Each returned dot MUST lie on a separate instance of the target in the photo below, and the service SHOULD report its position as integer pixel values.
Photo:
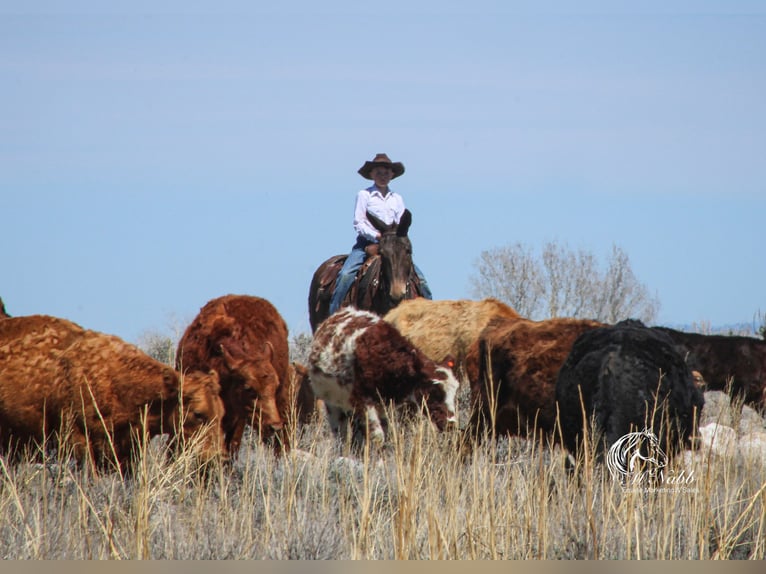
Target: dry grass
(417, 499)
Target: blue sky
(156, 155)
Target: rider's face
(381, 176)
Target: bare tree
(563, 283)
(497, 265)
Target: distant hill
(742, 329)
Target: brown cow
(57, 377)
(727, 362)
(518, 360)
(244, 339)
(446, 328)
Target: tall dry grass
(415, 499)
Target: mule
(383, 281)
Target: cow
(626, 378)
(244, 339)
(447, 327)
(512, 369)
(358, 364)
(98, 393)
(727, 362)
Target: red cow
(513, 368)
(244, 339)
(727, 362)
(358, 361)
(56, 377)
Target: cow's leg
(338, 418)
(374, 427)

────────

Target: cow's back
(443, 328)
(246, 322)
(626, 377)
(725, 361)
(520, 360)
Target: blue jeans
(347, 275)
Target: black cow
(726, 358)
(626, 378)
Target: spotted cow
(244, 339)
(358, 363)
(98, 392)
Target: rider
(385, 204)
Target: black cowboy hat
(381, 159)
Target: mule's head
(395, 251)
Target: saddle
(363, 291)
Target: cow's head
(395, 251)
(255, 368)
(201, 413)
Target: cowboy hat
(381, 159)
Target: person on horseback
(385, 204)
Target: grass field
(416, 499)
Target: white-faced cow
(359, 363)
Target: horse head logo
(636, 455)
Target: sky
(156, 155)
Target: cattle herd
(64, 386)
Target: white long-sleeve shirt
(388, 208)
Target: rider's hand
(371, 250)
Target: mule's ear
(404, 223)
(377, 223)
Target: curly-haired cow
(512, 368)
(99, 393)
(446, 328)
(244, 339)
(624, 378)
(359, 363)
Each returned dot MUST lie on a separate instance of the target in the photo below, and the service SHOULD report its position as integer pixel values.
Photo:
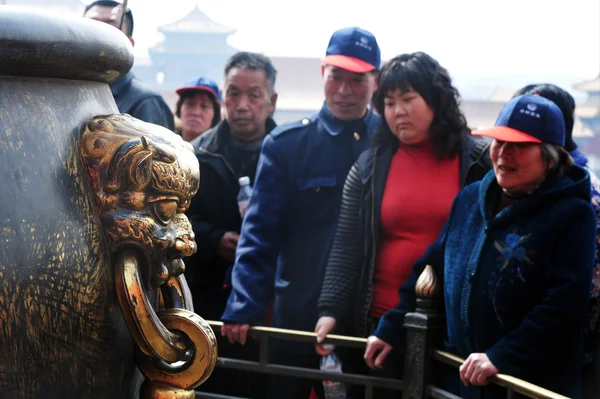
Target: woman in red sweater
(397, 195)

────────

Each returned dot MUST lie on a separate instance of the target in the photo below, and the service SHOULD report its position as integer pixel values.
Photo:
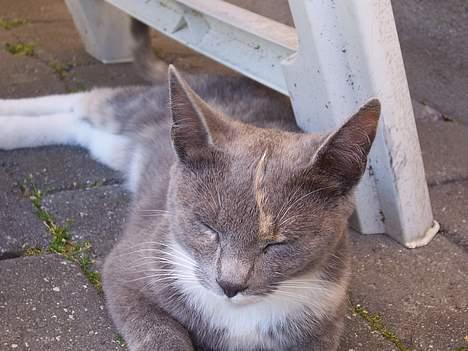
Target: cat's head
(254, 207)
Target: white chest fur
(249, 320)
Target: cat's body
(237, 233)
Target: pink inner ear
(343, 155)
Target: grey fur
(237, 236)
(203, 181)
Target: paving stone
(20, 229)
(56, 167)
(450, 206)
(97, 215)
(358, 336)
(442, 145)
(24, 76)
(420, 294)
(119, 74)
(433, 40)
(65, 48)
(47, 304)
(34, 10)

────────

:: Given task ::
Can you find every line in the records above that contains the word "black" and copy each one out? Case counts.

:: Response below ::
Target: black cow
Target: black cowboy hat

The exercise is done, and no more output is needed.